*WHAT TO DO:* What you return should be the lines of the data containing "plant", each in full.

....

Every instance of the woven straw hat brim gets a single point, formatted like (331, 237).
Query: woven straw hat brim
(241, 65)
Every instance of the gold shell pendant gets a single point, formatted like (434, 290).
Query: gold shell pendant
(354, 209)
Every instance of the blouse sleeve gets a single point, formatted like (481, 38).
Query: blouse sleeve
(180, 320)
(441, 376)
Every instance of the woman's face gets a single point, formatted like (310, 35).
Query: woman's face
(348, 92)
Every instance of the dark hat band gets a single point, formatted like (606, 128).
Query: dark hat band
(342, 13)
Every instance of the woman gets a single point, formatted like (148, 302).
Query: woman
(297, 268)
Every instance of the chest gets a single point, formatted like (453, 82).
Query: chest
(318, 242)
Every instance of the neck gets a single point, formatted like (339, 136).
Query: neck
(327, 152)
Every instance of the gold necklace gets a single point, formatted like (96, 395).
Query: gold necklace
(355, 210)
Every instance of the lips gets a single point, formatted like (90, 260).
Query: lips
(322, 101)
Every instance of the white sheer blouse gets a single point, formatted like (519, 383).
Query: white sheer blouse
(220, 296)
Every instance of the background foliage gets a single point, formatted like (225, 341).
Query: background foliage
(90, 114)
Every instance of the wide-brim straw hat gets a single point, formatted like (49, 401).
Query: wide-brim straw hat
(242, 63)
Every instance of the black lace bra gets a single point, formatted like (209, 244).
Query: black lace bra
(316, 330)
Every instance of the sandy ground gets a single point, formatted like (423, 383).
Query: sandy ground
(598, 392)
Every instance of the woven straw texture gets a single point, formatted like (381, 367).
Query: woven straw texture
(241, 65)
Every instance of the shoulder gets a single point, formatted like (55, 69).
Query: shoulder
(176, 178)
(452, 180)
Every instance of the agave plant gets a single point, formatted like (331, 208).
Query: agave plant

....

*RESPONSE BOX:*
Every instance of the agave plant gets a single point, formatted like (331, 208).
Query: agave plant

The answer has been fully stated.